Para a equipa de Cotrim de Figueiredo “estas reuniões deviam focar-se numa ou duas decisões a tomar na quinzena seguinte (em vez de analisar a quinzena que passou), mesmo quando isso não permite qualquer conclusão que ajude à tomada de decisões”. E este critério é determinante porque “as crises resolvem-se olhando para a frente e não com os olhos presos ao retrovisor”, concluiu a mesma fonte.

André Ventura, líder do Chega, responde ao i com uma outra versão, mas igualmente crítica: “São reuniões importantes, mas apenas se os técnicos se libertarem da farda de elementos do Estado, próximos do Governo e do Ministério da Saúde, para se tornarem absolutamente peritos independentes. Isso até agora não tem acontecido. Eu, aliás, já chamei à atenção disso numa das sessões”.

DADOS REGISTADOS =
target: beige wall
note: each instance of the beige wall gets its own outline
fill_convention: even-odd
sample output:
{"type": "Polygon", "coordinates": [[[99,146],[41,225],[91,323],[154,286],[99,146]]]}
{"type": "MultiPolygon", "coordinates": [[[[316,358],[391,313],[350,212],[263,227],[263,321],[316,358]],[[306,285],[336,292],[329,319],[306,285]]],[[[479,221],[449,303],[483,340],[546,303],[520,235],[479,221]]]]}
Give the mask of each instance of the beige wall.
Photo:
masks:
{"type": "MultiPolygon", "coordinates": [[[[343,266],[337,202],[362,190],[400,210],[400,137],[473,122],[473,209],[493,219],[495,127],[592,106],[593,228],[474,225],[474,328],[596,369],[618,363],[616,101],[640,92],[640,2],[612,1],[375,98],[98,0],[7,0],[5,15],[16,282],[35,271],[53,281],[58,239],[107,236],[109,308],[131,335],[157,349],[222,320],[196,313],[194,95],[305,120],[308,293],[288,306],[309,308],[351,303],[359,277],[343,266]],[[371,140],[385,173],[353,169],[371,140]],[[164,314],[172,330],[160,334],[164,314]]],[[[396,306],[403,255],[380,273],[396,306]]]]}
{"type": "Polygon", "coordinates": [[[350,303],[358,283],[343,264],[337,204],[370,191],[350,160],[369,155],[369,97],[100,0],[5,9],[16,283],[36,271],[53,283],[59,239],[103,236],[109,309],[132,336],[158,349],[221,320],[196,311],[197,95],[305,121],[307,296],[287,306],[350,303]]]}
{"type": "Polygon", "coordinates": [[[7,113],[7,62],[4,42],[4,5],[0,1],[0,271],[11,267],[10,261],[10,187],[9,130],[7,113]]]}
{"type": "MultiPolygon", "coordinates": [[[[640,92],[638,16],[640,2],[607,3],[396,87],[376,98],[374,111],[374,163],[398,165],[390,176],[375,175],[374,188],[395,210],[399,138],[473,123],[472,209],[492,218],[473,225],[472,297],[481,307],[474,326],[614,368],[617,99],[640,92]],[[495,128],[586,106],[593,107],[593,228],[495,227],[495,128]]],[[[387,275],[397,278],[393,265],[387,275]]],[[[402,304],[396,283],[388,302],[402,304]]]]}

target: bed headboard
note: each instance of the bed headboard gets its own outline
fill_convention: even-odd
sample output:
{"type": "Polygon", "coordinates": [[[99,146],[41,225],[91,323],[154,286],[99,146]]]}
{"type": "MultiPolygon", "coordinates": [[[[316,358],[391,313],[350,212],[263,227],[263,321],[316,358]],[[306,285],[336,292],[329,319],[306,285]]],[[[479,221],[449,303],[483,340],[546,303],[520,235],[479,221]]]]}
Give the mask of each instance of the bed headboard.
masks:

COMPLETE O SEGUINTE =
1. Transcreva literalmente o trecho do texto apresentado que vai de "Para a equipa" até "a mesma fonte.".
2. No texto apresentado, como se resolvem as crises, segundo a equipa de Cotrim de Figueiredo?
Os registos constituem material à parte, sem relação com o texto.

RESULTADOS DO EXERCÍCIO =
1.
Para a equipa de Cotrim de Figueiredo “estas reuniões deviam focar-se numa ou duas decisões a tomar na quinzena seguinte (em vez de analisar a quinzena que passou), mesmo quando isso não permite qualquer conclusão que ajude à tomada de decisões”. E este critério é determinante porque “as crises resolvem-se olhando para a frente e não com os olhos presos ao retrovisor”, concluiu a mesma fonte.

2. As crises resolvem-se olhando para a frente e não com os olhos presos ao retrovisor.